Problem 1
Transcribe the stretch of the boron phosphide text from "We focus on" through "bilayer BP systems." word for word.
Problem 2
Answer these questions from the boron phosphide text:
(a) According to the alignment of which atoms between layers is AB-stacking split into two configurations?
(b) What kind of tight-binding model is used?
(c) Photoconductivity is simulated as a function of what?

Supplied text
==*==
Boron phosphide (BP) is a direct-bandgap semiconductor featuring a graphene-like honeycomb crystal structure. Owing to its exceptional properties, including low carrier effective mass and high mobility, this material has found extensive applications in optoelectronic devices such as solar cells and infrared photodetectors. Bilayer BP can be classified into AA-stacking and AB-stacking based on the vertical arrangement of interlayer atoms. AB-stacking can be further categorized into B-B and B-P configurations according to the alignment of boron and phosphorus atoms between layers. Research demonstrates that the electronic band structure and broadband optoelectronic properties of bilayer BP can be effectively modulated through intrinsic structural parameters like atomic stacking configurations, as well as by external electromagnetic fields. To systematically investigate the synergistic effects of atomic stacking configurations and external electromagnetic fields on photoconductivity regulation in BP, we employ a five-parameter tight-binding model combined with linear response theory (the Kubo formula), focusing on the band structure evolution and photoconductivity responses of AB-stacked B-B and B-P configured bilayer BP under electromagnetic fields. The findings provide crucial theoretical guidance for designing novel optoelectronic devices based on bilayer BP.

We focus on AB-stacked B-B and B-P configured bilayer boron phosphide under perpendicular electromagnetic field modulation. Utilizing a five-parameter tight-binding model, we first establish the electronic energy band characteristics, followed by precise computation of photoconductivity through the Kubo formalism within linear response theory, incorporating eigenenergies and wavefunction distributions. By simulating the spectral evolution of photoconductivity as a function of incident photon wavelength, we fundamentally decipher the electromagnetic coupling mechanisms governing photoresponse modulation, particularly highlighting band structure renormalization effects and quantum transition selection rules inherent in bilayer BP systems.
==*==
Information supplied

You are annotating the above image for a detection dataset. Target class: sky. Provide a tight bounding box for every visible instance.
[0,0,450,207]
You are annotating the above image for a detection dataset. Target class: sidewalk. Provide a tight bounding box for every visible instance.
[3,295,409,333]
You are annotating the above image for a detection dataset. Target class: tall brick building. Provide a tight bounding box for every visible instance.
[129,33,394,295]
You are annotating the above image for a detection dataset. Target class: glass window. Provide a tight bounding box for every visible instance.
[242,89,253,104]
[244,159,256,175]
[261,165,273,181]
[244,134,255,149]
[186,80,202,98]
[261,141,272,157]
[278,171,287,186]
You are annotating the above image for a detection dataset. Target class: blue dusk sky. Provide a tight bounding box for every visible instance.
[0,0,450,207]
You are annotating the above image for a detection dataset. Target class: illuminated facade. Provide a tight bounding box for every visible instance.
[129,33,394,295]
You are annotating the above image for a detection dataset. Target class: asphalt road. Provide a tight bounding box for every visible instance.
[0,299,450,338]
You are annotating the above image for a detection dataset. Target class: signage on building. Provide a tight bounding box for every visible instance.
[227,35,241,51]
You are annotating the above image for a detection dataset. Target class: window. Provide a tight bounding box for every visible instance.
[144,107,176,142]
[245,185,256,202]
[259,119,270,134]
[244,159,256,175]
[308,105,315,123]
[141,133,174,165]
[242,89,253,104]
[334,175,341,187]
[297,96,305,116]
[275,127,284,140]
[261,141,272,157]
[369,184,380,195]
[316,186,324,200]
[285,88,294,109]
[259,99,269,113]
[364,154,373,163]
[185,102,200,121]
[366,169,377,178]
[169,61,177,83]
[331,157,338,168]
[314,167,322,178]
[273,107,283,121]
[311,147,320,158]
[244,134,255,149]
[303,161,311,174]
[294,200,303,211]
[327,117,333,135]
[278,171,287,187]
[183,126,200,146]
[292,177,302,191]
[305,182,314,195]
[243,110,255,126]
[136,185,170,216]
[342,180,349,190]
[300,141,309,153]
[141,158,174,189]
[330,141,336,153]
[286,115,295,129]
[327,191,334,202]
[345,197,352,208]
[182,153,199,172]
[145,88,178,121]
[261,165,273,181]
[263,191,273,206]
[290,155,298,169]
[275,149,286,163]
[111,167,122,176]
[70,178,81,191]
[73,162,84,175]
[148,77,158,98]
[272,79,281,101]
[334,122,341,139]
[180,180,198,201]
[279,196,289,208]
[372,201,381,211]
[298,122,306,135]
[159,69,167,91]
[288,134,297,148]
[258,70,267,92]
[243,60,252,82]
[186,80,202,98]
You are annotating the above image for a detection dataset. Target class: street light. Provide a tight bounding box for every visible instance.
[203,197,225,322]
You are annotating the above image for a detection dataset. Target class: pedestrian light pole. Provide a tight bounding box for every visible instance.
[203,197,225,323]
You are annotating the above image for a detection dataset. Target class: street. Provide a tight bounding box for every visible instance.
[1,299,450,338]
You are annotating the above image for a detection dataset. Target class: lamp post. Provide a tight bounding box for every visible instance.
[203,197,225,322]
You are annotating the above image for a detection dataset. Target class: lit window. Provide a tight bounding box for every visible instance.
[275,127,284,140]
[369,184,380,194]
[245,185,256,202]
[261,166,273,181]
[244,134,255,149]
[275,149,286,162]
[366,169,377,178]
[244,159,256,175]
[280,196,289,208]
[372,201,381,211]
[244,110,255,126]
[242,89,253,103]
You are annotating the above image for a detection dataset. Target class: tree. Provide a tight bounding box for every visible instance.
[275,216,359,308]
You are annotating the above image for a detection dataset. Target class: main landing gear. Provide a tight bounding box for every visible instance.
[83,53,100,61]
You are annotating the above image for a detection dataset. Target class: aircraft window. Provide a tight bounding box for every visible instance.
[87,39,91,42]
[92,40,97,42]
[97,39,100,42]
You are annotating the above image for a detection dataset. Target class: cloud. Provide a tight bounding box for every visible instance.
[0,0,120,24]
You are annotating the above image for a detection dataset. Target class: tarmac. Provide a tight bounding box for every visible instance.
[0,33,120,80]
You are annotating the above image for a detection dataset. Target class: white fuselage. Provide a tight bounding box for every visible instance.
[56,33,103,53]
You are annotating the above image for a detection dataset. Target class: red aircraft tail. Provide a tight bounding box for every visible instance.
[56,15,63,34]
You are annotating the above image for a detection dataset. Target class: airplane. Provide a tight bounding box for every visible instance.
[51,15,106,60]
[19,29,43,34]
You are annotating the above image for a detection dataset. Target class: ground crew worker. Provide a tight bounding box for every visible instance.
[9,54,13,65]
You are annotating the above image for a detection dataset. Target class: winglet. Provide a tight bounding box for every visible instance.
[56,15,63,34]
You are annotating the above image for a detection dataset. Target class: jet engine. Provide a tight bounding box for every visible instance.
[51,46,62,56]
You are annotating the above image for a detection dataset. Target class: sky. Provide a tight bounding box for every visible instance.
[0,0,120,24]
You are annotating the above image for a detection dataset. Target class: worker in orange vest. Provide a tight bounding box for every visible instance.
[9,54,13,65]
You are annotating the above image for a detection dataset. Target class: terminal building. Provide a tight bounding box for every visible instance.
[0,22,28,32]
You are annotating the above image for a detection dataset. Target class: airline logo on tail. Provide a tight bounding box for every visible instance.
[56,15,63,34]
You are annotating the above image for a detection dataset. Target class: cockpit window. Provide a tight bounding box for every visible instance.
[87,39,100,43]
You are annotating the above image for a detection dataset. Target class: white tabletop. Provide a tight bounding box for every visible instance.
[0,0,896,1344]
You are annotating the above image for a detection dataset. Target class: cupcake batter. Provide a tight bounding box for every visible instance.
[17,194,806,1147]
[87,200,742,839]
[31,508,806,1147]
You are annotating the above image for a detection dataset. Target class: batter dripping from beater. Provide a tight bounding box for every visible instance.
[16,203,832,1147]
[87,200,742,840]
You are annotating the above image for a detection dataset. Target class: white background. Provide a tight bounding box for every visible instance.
==*==
Written solution 1
We focus on AB-stacked B-B and B-P configured bilayer boron phosphide under perpendicular electromagnetic field modulation. Utilizing a five-parameter tight-binding model, we first establish the electronic energy band characteristics, followed by precise computation of photoconductivity through the Kubo formalism within linear response theory, incorporating eigenenergies and wavefunction distributions. By simulating the spectral evolution of photoconductivity as a function of incident photon wavelength, we fundamentally decipher the electromagnetic coupling mechanisms governing photoresponse modulation, particularly highlighting band structure renormalization effects and quantum transition selection rules inherent in bilayer BP systems.

Written solution 2
(a) Boron and phosphorus atoms
(b) A five-parameter tight-binding model
(c) Incident photon wavelength